• _DOCUMENT PASSAGE_
..........

July 2016 Note Payable to Little Harbor, LLC

 

In July 2016, we issued an unsecured delayed draw promissory note in favor of Little Harbor (“Little Harbor Delayed Draw Note”), pursuant to which Little Harbor loaned us the full approved amount of $4,770 during the year ended December 31, 2016. This note bears interest at an annual rate of 8.5%, with the principal payable at maturity. We issued a warrant into escrow in connection with this loan (see Little Harbor Escrow Warrant in Note 6). This note is unsecured and was scheduled to mature on January 28, 2019; however, in January 2019, the Company and Little Harbor amended this note to extend the maturity to June 30, 2019; then in July 2019, the Company and Little Harbor amended the note to extend the maturity to October 22, 2021.

 

Little Harbor has delivered a deferment letter pursuant to which Little Harbor agreed to defer all payments due under the aforementioned notes held by Little Harbor, through October 22, 2021 and agreed to refrain from declaring a default and/or exercising any remedies under the notes.

..........

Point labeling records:
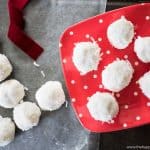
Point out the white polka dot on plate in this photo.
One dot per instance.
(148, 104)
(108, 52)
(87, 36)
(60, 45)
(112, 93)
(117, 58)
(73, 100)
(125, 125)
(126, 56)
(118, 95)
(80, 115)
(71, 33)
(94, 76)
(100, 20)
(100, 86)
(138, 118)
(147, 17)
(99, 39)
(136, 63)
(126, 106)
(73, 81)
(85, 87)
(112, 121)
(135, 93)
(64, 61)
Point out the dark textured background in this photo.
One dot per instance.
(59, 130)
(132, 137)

..........

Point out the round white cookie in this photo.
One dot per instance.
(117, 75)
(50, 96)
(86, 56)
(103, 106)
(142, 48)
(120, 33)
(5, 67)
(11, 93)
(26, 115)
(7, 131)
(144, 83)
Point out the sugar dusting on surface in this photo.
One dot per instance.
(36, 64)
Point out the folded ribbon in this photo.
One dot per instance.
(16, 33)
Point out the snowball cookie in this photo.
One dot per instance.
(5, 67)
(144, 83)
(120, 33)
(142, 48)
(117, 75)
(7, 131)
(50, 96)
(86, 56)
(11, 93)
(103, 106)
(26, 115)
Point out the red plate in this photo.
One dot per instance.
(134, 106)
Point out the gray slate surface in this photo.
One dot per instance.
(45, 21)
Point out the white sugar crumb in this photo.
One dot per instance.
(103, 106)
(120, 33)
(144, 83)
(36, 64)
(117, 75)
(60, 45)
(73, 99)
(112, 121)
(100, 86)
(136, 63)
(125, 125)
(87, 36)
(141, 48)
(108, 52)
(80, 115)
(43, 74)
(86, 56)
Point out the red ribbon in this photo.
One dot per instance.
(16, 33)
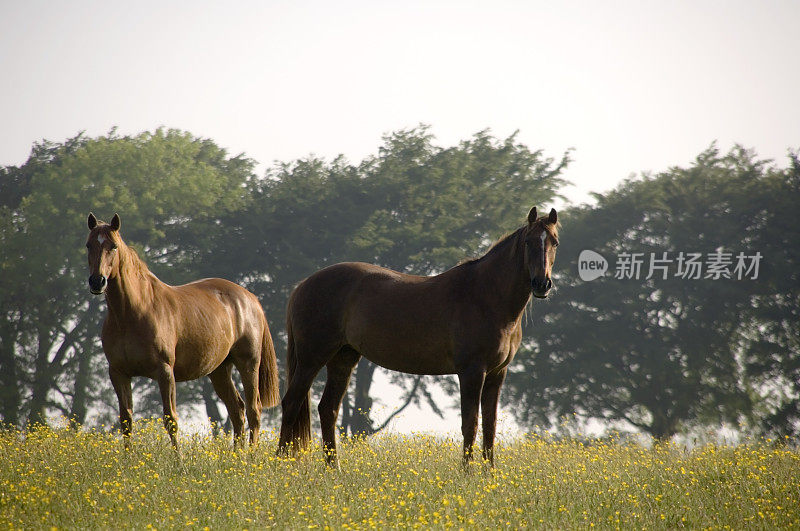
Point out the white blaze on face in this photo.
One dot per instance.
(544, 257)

..........

• _TASK BRIEF_
In the passage about the note payable to Little Harbor, what annual interest rate does the note bear?

• _WRITTEN SOLUTION_
8.5%